>>>>
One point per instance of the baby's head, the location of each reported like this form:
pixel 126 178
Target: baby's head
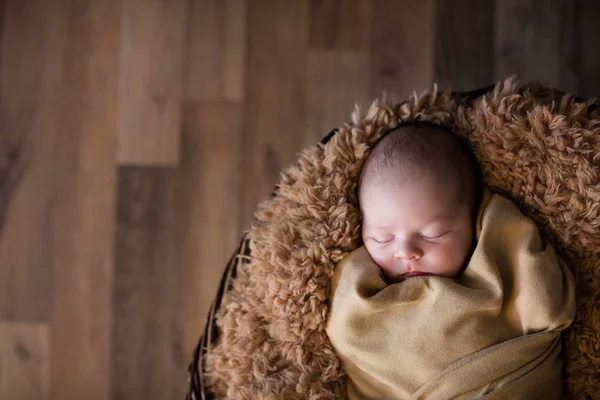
pixel 419 194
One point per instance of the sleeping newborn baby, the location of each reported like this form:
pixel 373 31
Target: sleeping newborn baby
pixel 419 193
pixel 454 294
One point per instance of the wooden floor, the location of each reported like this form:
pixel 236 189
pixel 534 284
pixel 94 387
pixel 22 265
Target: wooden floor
pixel 137 136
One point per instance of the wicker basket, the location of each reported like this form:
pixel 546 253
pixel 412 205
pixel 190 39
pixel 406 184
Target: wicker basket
pixel 196 371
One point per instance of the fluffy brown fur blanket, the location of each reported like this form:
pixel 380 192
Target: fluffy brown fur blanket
pixel 534 145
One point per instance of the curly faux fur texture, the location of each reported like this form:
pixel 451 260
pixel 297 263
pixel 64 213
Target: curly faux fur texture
pixel 534 145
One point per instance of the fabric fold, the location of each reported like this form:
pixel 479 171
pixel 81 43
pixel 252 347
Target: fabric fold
pixel 493 332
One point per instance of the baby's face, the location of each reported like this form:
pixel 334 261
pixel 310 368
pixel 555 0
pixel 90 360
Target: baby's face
pixel 417 228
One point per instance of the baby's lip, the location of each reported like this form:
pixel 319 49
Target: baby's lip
pixel 415 273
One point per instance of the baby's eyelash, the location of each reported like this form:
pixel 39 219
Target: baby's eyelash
pixel 435 237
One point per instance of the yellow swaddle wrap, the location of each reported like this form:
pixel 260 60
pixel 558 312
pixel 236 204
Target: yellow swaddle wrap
pixel 493 332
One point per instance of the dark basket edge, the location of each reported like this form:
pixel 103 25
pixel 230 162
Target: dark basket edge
pixel 197 387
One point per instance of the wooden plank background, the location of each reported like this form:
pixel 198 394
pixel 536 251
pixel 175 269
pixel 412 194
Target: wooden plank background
pixel 137 136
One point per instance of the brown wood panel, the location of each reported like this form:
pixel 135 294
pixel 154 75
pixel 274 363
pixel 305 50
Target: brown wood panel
pixel 24 361
pixel 83 195
pixel 150 82
pixel 527 40
pixel 340 24
pixel 402 47
pixel 209 187
pixel 146 281
pixel 275 97
pixel 28 75
pixel 215 51
pixel 578 49
pixel 464 44
pixel 335 82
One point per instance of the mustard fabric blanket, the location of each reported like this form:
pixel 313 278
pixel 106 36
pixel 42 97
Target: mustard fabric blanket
pixel 493 332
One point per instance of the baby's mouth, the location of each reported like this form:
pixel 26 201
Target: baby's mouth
pixel 413 274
<<<<
◆ WHAT TO PRODUCE ◆
Repeat precisely the lines of the data starting at the one containing "One point per instance of the dark", last line included.

◆ EXERCISE OUTPUT ◆
One point per instance of the dark basket edge, the location of each reported like this form:
pixel 103 25
pixel 230 162
Target: dark basket edge
pixel 197 387
One point per instance of the wooden plank background, the location of each reported like this form:
pixel 198 394
pixel 536 251
pixel 175 269
pixel 412 194
Target: wooden plank background
pixel 137 136
One point per instance of the brown wood panel, the location of each reported like this form:
pixel 135 294
pixel 154 75
pixel 274 363
pixel 305 50
Target: brown wood panel
pixel 24 361
pixel 83 195
pixel 150 82
pixel 527 40
pixel 340 24
pixel 402 47
pixel 209 187
pixel 146 281
pixel 275 97
pixel 28 75
pixel 215 51
pixel 578 49
pixel 464 44
pixel 335 82
One point per instance of the mustard fabric blanket, the location of each reported like this form:
pixel 313 278
pixel 106 36
pixel 42 97
Target: mustard fabric blanket
pixel 493 332
One point per instance of the baby's mouth, the location of each reported like this form:
pixel 26 201
Target: baby's mouth
pixel 413 274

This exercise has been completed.